Render as a numbered list the lines of the listing from the one containing "subject: <item>eroded cliff face</item>" through the last line of the listing, both ends included. Leave out any blank lines.

* BEGIN Supplied records *

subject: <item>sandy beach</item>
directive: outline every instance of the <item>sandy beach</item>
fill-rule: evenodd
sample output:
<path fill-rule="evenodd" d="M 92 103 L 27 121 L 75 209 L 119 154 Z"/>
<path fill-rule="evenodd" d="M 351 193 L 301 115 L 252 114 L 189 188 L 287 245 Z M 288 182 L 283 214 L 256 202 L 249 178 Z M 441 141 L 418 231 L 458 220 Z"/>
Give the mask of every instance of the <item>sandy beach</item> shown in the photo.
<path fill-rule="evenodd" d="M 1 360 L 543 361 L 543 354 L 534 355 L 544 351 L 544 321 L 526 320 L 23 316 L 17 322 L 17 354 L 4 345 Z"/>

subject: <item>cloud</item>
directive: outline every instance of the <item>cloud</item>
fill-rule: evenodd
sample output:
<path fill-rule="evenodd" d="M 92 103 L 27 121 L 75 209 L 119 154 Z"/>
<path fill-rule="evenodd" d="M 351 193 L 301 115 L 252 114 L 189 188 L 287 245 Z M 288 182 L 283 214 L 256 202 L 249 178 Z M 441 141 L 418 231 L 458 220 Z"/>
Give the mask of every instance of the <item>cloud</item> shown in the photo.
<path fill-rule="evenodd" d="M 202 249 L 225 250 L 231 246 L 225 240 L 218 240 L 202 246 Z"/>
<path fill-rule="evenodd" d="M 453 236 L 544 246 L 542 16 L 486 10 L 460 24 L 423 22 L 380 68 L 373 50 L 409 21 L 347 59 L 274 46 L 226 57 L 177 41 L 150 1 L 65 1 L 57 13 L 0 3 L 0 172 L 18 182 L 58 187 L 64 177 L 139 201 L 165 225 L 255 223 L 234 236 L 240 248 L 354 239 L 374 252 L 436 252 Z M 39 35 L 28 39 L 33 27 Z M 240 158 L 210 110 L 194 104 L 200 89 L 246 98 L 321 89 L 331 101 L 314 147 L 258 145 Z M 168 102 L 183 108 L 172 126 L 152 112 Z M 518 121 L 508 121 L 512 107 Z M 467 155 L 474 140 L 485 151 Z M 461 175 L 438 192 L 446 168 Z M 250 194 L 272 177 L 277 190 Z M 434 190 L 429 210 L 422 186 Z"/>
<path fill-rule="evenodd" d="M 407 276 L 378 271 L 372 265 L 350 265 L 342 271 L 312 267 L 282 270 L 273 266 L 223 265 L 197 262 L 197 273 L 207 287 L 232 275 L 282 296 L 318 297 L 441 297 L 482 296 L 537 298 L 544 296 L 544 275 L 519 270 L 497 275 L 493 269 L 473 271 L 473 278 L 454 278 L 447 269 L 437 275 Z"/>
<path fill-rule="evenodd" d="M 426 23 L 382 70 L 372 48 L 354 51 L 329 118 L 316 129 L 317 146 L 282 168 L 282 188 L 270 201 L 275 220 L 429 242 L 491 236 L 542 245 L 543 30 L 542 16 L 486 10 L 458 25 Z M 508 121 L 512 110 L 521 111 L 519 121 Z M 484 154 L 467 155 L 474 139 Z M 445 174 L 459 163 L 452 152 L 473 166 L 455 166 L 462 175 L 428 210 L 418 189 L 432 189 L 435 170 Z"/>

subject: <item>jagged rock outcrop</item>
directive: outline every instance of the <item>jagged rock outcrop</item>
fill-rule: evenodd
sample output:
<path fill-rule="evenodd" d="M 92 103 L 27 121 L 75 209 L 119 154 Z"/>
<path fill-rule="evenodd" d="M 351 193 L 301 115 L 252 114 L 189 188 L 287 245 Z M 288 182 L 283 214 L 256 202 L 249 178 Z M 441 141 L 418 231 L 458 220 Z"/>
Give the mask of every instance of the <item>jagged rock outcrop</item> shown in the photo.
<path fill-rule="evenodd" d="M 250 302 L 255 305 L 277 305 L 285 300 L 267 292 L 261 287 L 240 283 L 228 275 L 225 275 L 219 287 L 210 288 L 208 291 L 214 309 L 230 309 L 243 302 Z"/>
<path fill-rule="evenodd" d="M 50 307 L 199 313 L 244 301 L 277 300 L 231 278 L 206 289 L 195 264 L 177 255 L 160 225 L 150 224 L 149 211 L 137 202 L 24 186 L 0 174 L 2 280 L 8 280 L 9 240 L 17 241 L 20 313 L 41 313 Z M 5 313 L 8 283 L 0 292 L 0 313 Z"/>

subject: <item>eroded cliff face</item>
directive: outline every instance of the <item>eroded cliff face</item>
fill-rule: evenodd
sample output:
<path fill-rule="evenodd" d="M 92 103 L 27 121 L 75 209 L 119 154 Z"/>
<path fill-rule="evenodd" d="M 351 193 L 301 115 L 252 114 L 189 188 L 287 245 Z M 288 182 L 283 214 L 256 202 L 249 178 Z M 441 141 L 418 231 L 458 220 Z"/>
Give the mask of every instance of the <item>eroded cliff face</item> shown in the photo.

* END Supplied records *

Solution for this task:
1. subject: <item>eroded cliff face</item>
2. directive: outline every instance of the <item>eroded cliff face</item>
3. fill-rule: evenodd
4. sample output:
5. <path fill-rule="evenodd" d="M 92 103 L 27 121 L 75 209 L 119 154 Z"/>
6. <path fill-rule="evenodd" d="M 351 193 L 301 115 L 252 114 L 189 188 L 287 245 Z M 288 182 L 283 214 L 256 202 L 249 178 Z M 441 141 L 418 231 L 458 220 Z"/>
7. Give the mask of every instance of the <item>eroded cliff face</item> shown in the photo.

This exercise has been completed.